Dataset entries
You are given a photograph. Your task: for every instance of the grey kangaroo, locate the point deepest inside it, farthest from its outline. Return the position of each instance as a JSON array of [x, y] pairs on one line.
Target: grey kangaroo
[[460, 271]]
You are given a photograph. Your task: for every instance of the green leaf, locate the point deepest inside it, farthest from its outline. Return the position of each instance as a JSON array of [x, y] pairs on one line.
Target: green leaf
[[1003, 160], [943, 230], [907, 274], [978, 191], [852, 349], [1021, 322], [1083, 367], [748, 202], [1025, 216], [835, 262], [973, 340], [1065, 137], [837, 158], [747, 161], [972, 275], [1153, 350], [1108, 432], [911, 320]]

PROMPT — Return, in full, every line of these entries that holds "given".

OUTPUT FOR THIS EXERCISE —
You are given a photograph. Your task: for every instance of the grey kangaroo, locate the point deepest inside it, farthest from its outline. Return the position of each instance as a JSON array of [x, y] pairs on one line.
You are given a photograph. Your task: for every instance of the green leaf, locate the point deepest inside it, farthest from its outline. Return the position of each instance as a JSON array of [x, y] pairs on one line.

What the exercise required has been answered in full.